Dual of a vector space Let $S$ be a subspace of a vector space $V$ so that $V/S$ is finite dimensional. How do we show that $S$ is the intersection of kernels of a finite number of elements in the dual of $V$? If $S$ is finite dimensional, what can we conclude about the dimension of $V$?
 A: Let $\{x_i\}_{i\in I}$ be a basis for $S$. Since $V/S$ is finite-dimensional, we have some finite basis $\{y_1+S,\ldots,y_n+S\}$ with each $y_i\in V$. Then $\{x_i\}_{i\in I}\cup \{y_1,\ldots,y_n\}$ is a basis for $V$. Define the linear functionals $f_j\in V^*$ by $f_j(x_i)=0$ for all $i\in I$ and $f_j(y_k)=\delta_{jk}$. What is the kernel of $f_j$? What are the intersection of these kernels?
For the second part, note that $\{x_i\}_{i\in I}\cup \{y_1,\ldots,y_n\}$ is a basis for $V$, and if $I$ is finite then...
A: Put $\,S=Span\{v_i\;\;|\;\;i\in I\}\,$ and  $\,W:= V\setminus S\Longrightarrow W=Span\{w_1,...,w_n\}\,$ , and we get at once that
 $$\{w_1,...,w_n,w_k\;\;|\;\;k\in K:=\text{ a set of indexes}\,\,,\,K\cap\{1,2,...,n\}=\emptyset\}$$ 
is a basis of $\,V\,$ . Define (with $\,\Bbb F:=\,$ the definition field)

JOB ITEM A:
In the part of the entries that opens with their first line and closes with the line containing "box: [355, 309, 614, 426]", rename "rough mask" to "coarse mask" and write those lines out again with nothing else changed.
The entries that come next have no connection to the thread on the dual of a vector space.

DATA:

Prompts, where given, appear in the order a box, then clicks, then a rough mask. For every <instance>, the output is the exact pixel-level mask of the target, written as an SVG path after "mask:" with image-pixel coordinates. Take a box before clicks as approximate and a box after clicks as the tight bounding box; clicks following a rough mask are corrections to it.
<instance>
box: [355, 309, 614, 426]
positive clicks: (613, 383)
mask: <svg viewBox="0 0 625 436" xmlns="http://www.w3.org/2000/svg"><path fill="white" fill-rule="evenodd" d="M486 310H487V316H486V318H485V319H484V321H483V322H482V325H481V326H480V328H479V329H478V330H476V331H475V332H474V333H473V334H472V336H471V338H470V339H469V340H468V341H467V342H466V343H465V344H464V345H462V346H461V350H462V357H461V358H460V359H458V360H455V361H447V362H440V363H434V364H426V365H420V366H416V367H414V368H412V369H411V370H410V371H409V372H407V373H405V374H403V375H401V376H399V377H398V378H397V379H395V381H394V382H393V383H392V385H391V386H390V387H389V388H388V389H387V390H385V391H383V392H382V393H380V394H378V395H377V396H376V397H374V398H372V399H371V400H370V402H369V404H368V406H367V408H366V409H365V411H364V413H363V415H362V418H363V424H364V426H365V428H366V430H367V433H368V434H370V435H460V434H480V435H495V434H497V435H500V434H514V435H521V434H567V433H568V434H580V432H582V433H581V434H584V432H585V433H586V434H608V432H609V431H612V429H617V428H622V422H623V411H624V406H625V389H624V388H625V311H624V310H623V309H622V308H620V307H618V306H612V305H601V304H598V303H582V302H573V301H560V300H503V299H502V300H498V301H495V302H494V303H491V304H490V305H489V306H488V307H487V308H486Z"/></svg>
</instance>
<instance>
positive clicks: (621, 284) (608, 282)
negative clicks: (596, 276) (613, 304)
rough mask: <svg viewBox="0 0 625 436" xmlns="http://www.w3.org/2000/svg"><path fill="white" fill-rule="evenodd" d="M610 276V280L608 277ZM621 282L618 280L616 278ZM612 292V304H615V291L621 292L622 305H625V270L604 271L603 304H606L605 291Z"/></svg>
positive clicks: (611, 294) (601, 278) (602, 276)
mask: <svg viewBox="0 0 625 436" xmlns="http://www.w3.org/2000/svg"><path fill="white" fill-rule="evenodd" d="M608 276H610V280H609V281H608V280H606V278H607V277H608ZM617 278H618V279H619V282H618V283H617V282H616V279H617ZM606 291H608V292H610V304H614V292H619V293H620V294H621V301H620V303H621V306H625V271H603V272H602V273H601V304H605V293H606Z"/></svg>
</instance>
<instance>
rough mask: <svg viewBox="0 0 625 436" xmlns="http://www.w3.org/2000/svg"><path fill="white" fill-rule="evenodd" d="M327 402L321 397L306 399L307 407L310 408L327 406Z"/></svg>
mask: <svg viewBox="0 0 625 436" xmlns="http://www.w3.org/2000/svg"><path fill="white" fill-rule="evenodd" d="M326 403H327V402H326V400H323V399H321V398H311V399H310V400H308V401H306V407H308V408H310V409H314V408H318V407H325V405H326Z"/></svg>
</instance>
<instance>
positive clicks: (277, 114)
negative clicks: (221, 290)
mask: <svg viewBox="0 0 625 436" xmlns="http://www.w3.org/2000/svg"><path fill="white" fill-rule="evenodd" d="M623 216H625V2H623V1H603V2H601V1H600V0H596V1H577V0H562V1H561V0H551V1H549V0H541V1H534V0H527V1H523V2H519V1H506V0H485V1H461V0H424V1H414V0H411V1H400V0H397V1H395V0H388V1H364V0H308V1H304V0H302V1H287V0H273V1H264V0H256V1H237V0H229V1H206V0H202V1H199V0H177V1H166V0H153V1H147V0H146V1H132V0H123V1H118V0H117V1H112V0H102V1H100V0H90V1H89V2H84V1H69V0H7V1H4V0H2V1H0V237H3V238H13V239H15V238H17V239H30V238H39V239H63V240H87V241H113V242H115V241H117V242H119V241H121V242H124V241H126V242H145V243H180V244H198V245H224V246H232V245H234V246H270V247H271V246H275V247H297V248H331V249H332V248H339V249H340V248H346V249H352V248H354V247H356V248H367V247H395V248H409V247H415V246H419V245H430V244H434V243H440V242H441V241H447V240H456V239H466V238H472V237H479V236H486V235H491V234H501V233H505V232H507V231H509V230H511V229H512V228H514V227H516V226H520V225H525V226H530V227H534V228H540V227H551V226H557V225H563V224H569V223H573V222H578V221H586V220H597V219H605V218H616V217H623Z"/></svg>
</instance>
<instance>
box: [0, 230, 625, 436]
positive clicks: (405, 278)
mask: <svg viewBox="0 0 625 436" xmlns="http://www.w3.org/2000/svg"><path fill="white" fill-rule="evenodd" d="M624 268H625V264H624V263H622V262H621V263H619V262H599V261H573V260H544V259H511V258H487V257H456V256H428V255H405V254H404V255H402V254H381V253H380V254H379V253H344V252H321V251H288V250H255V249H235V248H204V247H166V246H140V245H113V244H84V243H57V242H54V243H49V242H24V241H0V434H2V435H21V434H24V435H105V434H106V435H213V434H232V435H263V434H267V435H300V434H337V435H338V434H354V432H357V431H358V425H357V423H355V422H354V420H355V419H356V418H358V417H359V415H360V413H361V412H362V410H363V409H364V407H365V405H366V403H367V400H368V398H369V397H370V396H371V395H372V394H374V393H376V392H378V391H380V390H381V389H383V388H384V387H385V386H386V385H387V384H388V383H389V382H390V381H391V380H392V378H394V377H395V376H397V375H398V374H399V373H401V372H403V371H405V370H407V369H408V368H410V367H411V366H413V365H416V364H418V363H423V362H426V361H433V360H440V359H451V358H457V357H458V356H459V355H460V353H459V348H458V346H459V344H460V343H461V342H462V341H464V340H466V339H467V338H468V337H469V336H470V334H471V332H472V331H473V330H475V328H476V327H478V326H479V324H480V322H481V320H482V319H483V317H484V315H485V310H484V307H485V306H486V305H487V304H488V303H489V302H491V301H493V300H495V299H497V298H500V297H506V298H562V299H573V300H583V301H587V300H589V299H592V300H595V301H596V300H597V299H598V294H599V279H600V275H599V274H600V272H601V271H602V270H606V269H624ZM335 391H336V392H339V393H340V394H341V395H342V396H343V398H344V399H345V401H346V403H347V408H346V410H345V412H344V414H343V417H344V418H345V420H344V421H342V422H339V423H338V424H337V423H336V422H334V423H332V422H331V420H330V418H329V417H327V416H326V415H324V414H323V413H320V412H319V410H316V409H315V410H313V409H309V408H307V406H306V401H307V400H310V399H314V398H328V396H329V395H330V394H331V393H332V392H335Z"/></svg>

JOB ITEM B:
From the thread on the dual of a vector space, copy the part that opens with the words "For the second" and closes with "the definition field)".

FINAL ANSWER A:
Prompts, where given, appear in the order a box, then clicks, then a coarse mask. For every <instance>, the output is the exact pixel-level mask of the target, written as an SVG path after "mask:" with image-pixel coordinates. Take a box before clicks as approximate and a box after clicks as the tight bounding box; clicks following a coarse mask are corrections to it.
<instance>
box: [355, 309, 614, 426]

FINAL ANSWER B:
For the second part, note that $\{x_i\}_{i\in I}\cup \{y_1,\ldots,y_n\}$ is a basis for $V$, and if $I$ is finite then...
A: Put $\,S=Span\{v_i\;\;|\;\;i\in I\}\,$ and  $\,W:= V\setminus S\Longrightarrow W=Span\{w_1,...,w_n\}\,$ , and we get at once that
 $$\{w_1,...,w_n,w_k\;\;|\;\;k\in K:=\text{ a set of indexes}\,\,,\,K\cap\{1,2,...,n\}=\emptyset\}$$ 
is a basis of $\,V\,$ . Define (with $\,\Bbb F:=\,$ the definition field)